> [Rows contained in a dataset]

——————————

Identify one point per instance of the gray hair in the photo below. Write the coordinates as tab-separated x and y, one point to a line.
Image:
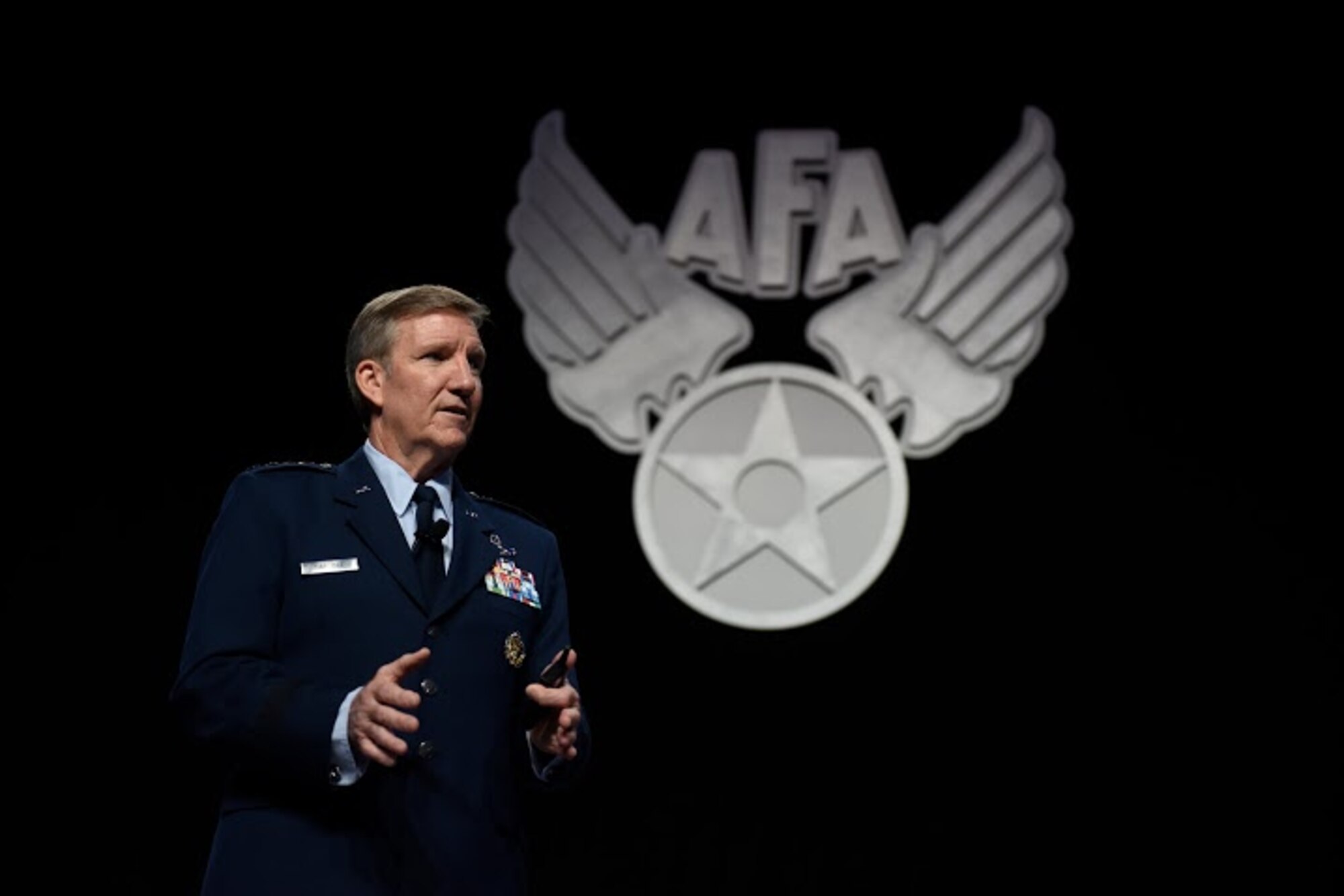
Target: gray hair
374	331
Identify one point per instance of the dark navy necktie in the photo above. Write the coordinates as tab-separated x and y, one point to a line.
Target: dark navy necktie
429	542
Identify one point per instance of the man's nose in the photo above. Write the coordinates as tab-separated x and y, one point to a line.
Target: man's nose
460	377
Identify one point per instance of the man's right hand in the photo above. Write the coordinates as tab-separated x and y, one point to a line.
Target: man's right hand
376	715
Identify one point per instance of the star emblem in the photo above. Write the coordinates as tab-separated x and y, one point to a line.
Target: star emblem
769	495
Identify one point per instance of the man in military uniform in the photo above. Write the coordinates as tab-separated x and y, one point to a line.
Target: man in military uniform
377	703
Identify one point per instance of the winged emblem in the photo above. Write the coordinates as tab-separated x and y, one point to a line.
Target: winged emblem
620	332
940	338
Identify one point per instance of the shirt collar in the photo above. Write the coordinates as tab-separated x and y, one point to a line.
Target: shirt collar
401	488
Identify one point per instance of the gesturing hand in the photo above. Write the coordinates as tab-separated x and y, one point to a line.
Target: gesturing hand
560	727
376	715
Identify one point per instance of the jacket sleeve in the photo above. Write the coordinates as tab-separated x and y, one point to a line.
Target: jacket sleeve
556	635
233	691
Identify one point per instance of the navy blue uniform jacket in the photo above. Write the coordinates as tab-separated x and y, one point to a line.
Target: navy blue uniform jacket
272	652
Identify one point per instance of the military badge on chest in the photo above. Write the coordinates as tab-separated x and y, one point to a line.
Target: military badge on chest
507	580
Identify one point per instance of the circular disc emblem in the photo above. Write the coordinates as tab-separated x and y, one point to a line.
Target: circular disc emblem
771	498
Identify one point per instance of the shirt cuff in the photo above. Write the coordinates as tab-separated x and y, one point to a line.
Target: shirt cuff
346	770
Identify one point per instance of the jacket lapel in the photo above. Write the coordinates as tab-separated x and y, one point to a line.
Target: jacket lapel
373	521
474	553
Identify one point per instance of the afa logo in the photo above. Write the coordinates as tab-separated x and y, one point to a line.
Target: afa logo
771	496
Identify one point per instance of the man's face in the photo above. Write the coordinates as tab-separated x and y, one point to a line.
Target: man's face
431	392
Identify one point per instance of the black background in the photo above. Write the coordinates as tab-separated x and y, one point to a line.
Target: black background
1104	654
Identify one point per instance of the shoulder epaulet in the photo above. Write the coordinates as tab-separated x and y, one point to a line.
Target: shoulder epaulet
509	507
292	465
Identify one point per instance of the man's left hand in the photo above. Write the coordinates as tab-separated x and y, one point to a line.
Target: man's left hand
560	729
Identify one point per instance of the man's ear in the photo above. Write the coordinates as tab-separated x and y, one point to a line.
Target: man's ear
370	377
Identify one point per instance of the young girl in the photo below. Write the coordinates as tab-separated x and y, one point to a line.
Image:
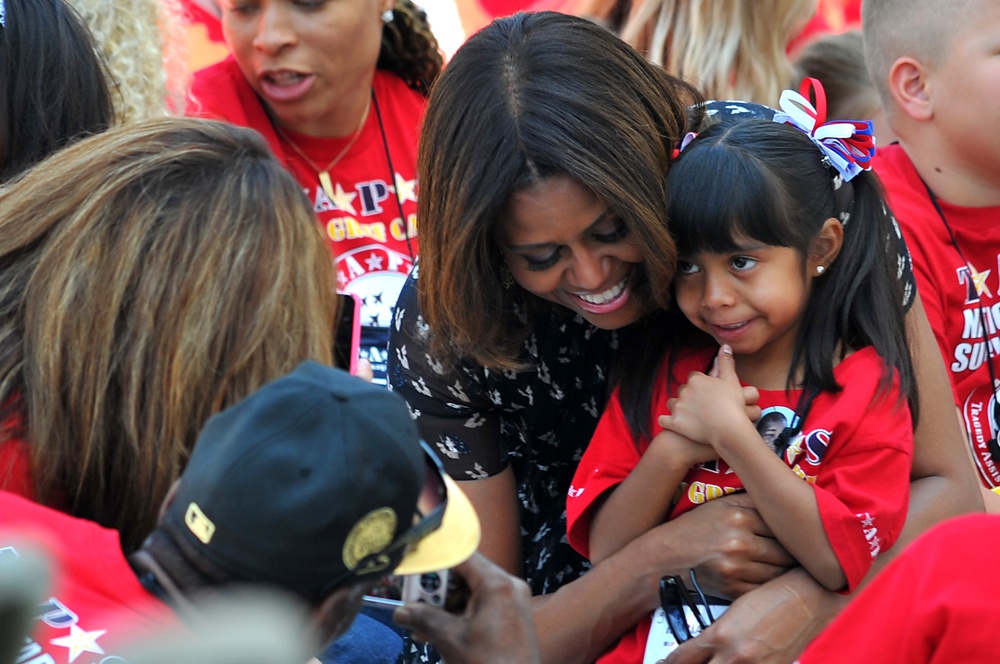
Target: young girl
785	285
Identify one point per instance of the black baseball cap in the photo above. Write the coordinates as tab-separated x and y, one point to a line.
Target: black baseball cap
318	480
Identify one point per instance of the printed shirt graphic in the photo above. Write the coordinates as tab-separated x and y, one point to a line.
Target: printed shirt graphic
95	604
962	300
373	245
856	450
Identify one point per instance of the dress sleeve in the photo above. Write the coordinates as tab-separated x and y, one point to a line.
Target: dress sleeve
448	399
904	266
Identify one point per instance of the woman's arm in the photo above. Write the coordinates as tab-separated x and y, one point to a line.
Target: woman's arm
642	501
495	500
724	539
786	503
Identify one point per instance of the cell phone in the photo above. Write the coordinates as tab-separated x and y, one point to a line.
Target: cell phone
431	588
347	332
381	602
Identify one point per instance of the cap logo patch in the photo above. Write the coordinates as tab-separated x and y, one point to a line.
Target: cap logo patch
199	524
371	534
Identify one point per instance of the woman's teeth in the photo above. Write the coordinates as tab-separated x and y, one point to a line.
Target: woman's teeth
606	296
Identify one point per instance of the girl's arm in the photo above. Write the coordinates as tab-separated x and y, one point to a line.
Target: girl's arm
642	501
786	503
776	621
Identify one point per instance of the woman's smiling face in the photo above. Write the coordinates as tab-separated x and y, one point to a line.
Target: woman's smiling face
305	58
565	245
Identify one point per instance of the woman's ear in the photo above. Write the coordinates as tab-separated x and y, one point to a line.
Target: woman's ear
826	246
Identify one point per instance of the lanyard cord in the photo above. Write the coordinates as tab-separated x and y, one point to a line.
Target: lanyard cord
991	445
987	340
392	176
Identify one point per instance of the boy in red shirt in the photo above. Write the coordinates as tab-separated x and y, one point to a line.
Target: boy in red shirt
934	63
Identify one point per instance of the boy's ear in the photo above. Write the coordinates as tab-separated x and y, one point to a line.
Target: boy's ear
826	246
908	84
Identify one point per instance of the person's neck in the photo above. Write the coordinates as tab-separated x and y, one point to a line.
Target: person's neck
342	121
158	581
950	180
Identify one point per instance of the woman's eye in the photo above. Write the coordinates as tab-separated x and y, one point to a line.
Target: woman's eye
686	267
538	264
242	8
617	233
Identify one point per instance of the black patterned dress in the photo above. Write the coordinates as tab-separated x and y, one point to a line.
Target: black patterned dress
538	421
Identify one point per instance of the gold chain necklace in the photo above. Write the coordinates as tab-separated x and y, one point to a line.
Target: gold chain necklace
324	174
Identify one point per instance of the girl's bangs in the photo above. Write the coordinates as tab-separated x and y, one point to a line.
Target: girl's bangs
717	200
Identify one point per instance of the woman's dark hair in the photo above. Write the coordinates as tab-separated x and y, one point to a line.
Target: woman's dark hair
409	48
530	97
766	181
53	83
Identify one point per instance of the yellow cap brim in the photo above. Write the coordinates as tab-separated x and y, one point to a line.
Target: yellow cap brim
449	545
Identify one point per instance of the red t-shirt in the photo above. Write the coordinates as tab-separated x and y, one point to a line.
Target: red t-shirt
95	603
856	450
15	460
954	294
933	604
361	220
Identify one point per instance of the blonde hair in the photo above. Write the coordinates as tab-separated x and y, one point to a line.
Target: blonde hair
178	269
922	29
728	49
143	43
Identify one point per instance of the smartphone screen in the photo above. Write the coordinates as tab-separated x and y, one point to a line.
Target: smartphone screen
347	333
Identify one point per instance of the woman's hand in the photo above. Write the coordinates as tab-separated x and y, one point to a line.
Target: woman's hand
772	624
734	550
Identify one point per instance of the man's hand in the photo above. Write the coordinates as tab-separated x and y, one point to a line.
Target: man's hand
495	625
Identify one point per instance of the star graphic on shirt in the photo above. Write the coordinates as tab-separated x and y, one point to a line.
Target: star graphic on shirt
374	262
79	641
406	189
343	200
979	280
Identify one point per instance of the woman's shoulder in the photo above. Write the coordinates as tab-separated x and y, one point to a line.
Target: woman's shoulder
392	90
220	91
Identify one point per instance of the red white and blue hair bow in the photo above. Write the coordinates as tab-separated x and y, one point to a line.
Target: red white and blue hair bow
848	144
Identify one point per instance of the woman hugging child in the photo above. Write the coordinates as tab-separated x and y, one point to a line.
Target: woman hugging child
786	301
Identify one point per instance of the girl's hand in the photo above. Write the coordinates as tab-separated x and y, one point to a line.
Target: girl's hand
714	407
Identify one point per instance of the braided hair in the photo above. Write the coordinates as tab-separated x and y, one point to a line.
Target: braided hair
409	48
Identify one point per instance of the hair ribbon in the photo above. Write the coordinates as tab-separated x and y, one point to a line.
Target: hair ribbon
848	144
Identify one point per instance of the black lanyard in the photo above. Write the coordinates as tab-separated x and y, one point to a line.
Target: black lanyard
991	445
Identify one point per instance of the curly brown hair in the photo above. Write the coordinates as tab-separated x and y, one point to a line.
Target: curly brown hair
409	48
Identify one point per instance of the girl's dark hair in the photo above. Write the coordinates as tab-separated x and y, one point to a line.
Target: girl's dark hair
53	83
409	48
766	181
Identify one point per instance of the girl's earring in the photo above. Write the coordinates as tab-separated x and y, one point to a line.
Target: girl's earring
506	278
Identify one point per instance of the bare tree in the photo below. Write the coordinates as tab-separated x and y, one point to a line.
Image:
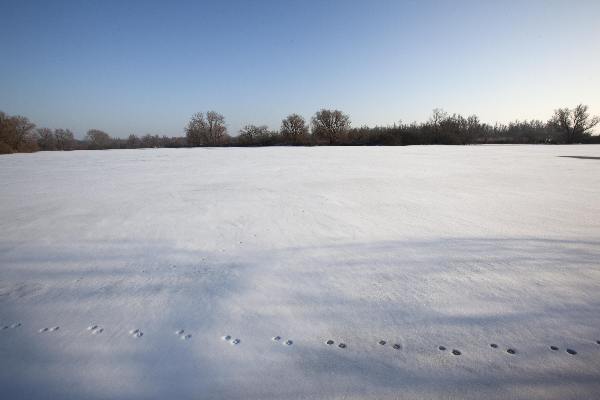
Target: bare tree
46	139
98	139
330	124
574	124
217	132
64	139
294	128
252	134
195	131
206	130
17	134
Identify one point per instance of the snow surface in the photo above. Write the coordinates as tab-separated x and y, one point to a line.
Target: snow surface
421	246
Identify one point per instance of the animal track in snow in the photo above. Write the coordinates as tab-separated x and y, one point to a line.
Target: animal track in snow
136	333
95	329
182	335
53	329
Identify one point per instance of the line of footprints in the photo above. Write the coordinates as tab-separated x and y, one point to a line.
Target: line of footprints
137	333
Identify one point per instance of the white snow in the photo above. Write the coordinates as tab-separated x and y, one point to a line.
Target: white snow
115	253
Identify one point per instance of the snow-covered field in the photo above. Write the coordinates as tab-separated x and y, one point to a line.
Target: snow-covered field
422	247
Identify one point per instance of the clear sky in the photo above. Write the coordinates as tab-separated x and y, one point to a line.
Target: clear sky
147	66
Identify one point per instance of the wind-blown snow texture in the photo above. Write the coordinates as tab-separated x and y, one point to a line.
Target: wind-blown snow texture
423	247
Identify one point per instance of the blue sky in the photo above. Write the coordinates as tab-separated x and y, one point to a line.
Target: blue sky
147	66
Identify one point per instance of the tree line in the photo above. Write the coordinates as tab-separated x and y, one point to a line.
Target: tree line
326	127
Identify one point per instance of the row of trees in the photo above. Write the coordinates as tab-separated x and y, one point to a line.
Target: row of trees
327	127
332	127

——————————

> [The task] Recast the part of the rows above that opens with the line containing "Identify one point per instance of the wind-blown" and runs to the end of the rows as a JSON list of strings, one string per line, with blank lines left out.

> [Finished task]
[
  "Identify one point per instance of the wind-blown snow texture in the photo above. Write the coordinates as tab-separated x and y, one point to a line.",
  "Target: wind-blown snow texture",
  "423\t247",
  "Identify one point per instance of the blue sky in the photo above. Write the coordinates as tab-separated x and y, one point to a line.",
  "Target: blue sky",
  "147\t66",
  "Identify one point per instance of the tree line in the photo above. Write the coordinates as tab-separated x and y, one point to a line.",
  "Target: tree line",
  "326\t127",
  "Identify one point per instance of the row of trees in the photo above. Write the coordinates as tab-separated x and y, one point to a line.",
  "Target: row of trees",
  "327\t127",
  "332\t127"
]